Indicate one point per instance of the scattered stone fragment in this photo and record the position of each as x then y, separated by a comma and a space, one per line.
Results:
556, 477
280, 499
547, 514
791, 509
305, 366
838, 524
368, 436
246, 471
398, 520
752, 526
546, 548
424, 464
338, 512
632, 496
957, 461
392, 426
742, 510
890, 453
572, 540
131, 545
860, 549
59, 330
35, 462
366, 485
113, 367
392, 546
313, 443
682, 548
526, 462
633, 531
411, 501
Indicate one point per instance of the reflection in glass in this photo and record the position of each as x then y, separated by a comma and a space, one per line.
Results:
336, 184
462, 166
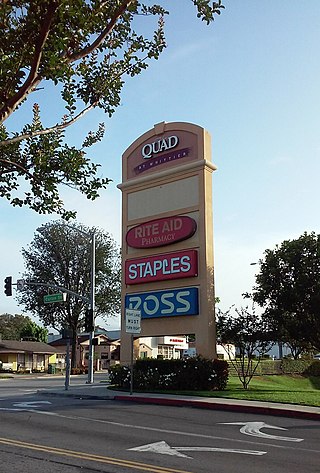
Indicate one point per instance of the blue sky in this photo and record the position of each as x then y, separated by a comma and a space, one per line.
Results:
252, 80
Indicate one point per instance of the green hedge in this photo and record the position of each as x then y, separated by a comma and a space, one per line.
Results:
194, 374
285, 366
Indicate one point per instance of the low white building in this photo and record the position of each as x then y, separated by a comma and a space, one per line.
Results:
167, 347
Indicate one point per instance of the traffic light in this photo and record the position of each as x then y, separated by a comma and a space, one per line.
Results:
88, 323
8, 286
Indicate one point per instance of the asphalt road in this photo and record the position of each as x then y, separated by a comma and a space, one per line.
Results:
67, 435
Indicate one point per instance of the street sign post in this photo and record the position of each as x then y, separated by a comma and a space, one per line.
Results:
133, 325
20, 284
62, 297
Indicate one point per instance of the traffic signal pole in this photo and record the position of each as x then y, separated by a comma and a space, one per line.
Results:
92, 307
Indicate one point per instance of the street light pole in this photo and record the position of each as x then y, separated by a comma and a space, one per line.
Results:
92, 306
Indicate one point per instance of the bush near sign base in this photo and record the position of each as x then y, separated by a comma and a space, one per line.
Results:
196, 374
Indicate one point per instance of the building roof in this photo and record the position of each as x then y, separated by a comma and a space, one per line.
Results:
17, 346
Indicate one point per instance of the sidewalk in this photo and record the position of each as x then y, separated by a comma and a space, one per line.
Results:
101, 391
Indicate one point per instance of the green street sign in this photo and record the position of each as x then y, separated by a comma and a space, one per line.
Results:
54, 298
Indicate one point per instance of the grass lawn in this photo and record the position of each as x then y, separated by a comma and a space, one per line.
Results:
272, 388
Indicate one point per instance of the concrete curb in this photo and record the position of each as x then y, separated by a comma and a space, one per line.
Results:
298, 412
253, 409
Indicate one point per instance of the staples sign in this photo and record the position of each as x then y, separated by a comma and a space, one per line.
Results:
181, 264
161, 232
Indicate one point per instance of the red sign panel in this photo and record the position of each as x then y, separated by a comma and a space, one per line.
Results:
181, 264
161, 232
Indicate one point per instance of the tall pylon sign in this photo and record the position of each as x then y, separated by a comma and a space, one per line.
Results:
167, 239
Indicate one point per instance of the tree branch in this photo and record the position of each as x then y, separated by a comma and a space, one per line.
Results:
33, 78
16, 165
89, 49
45, 131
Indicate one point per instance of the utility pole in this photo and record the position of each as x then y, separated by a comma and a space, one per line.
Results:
92, 307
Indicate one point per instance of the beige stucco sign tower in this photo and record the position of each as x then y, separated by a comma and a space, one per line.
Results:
167, 235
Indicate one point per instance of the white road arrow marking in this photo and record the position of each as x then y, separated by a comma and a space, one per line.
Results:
29, 404
253, 429
164, 449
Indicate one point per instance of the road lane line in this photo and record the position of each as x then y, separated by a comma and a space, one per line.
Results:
90, 457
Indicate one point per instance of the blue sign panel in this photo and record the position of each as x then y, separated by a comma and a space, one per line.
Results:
170, 302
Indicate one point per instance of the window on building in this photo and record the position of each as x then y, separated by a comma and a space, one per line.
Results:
166, 351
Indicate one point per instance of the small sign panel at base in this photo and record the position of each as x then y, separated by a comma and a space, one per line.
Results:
133, 321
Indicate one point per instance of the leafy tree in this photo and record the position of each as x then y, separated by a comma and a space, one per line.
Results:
85, 48
249, 332
60, 256
11, 326
288, 286
15, 327
34, 332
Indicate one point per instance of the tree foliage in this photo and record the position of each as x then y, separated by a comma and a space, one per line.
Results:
15, 327
34, 332
249, 332
60, 256
288, 287
85, 48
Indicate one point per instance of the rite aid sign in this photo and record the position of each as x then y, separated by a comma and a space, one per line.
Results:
161, 232
177, 265
182, 301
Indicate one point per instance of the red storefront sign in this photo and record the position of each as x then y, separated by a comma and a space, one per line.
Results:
181, 264
161, 232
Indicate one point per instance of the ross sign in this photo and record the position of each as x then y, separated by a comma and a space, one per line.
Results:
161, 232
181, 264
133, 321
55, 298
182, 301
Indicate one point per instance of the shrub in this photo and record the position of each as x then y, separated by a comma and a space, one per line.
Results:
183, 374
313, 369
289, 366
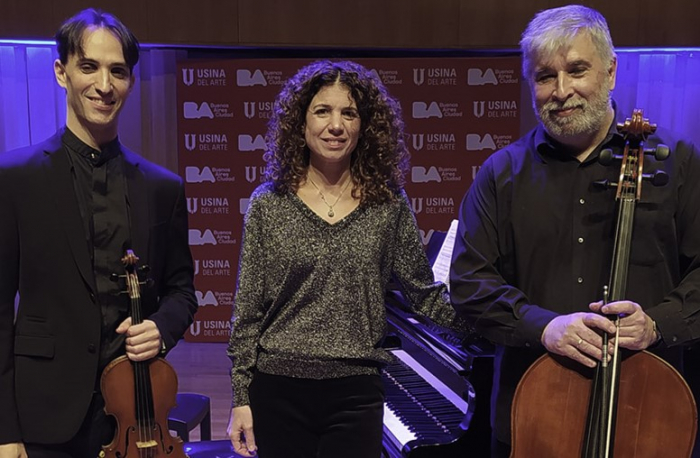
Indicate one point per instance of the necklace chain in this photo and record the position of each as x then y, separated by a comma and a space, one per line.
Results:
331, 213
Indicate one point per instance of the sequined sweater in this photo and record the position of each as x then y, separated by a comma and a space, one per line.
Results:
310, 296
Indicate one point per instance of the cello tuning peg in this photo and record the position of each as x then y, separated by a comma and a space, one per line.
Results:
606, 157
605, 184
660, 153
657, 178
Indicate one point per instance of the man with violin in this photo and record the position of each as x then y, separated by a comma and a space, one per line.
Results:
536, 228
71, 206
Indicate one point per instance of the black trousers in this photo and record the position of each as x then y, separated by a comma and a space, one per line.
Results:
97, 430
332, 418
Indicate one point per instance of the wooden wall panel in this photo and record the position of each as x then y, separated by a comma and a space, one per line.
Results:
193, 22
23, 19
362, 23
467, 24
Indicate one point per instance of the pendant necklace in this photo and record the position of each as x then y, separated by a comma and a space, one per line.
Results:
331, 213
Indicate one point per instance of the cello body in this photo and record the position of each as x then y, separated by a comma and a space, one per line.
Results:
656, 412
634, 405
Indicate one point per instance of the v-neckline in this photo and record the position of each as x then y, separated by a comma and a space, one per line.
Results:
315, 216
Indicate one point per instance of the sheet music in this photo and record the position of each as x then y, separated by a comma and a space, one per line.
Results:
441, 267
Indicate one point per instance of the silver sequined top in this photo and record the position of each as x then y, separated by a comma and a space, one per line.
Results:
310, 296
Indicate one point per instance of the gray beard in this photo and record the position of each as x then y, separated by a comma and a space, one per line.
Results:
589, 121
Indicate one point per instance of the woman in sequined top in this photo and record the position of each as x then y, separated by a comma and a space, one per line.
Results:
323, 237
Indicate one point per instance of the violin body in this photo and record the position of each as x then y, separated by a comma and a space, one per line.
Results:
120, 401
139, 394
555, 391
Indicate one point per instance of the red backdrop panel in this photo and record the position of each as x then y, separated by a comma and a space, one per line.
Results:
457, 111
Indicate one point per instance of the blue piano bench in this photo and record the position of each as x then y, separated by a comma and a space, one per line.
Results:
211, 449
192, 409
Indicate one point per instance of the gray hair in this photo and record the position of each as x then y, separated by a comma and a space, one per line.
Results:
553, 29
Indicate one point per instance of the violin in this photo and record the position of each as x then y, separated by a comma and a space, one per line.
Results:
139, 394
635, 405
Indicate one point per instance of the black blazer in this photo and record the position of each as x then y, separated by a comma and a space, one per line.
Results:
49, 356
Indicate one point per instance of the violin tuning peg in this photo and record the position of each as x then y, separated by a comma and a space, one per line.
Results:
660, 153
606, 157
657, 178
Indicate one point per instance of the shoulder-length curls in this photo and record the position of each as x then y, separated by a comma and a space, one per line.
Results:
380, 160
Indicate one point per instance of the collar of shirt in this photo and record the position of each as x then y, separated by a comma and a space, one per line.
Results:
95, 157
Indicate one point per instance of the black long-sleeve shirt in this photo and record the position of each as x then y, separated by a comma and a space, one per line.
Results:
536, 239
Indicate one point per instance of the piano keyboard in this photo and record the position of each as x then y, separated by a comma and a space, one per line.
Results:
430, 402
420, 408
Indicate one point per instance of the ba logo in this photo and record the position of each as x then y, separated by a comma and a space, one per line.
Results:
192, 205
244, 78
243, 205
194, 175
249, 109
206, 299
421, 110
251, 173
188, 76
417, 141
193, 111
196, 328
420, 175
476, 143
196, 238
418, 76
475, 77
417, 204
246, 143
479, 109
426, 236
190, 142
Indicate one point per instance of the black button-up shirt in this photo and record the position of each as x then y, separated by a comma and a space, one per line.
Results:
536, 238
101, 192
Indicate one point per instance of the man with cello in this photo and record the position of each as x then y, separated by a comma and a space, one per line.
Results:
536, 234
71, 206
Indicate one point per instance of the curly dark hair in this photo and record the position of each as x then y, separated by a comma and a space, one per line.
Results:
380, 160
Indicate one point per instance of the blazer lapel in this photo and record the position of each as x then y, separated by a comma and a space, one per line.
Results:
60, 178
137, 204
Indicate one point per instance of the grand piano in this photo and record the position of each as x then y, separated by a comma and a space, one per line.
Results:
437, 388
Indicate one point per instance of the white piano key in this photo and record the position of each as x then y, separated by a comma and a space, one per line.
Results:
433, 381
401, 435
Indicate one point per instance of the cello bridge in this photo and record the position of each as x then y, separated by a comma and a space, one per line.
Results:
146, 444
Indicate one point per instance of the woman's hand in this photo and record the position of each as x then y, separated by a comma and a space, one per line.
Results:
240, 430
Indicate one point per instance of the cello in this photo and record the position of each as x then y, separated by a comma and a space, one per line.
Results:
139, 394
635, 405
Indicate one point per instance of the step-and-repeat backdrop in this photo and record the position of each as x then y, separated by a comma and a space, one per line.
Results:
457, 111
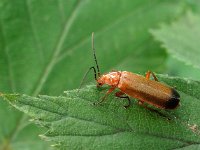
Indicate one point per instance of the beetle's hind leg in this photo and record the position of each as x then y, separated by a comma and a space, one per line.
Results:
151, 73
122, 95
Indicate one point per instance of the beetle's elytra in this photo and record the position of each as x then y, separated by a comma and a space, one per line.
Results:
133, 85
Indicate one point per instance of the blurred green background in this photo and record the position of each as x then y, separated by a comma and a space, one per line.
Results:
45, 48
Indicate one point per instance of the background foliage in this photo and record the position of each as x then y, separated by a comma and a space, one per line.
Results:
45, 49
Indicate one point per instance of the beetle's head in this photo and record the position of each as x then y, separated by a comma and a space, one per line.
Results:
111, 78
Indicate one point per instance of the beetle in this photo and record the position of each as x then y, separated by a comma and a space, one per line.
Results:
133, 85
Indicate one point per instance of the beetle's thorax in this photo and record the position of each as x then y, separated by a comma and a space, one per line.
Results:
111, 78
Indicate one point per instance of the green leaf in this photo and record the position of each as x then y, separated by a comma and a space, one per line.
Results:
181, 38
45, 48
73, 121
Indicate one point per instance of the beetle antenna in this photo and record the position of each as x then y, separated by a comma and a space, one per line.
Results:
94, 53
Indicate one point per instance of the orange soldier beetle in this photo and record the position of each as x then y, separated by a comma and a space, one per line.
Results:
142, 88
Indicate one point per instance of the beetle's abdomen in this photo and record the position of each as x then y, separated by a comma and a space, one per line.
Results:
149, 91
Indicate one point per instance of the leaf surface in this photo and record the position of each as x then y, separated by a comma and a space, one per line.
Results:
181, 38
45, 48
75, 123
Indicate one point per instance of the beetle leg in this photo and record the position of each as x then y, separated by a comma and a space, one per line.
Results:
103, 98
120, 95
151, 73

▬▬▬▬▬▬

PROBLEM REQUIREMENTS: Exactly as written, give the line containing "Indicate one point per instance of the beetle's abdomen" and all remaining lines of the records.

ANSWER FOR THE TASK:
Indicate one point per instance of the beetle's abdomen in this photo and record the position of each as x then y, separated by a comma and a space, one per line.
Results:
149, 91
Indicate one point per instance of the leaf surface in this photo and record the position of each as x then y, separated by a comma and a space, one per line.
Results:
181, 38
45, 48
75, 123
Indicate one point per instance of the beetle leg in this photo and record the position of each as x then y, separated by a comma and a space, one per line.
Results:
103, 98
120, 95
151, 73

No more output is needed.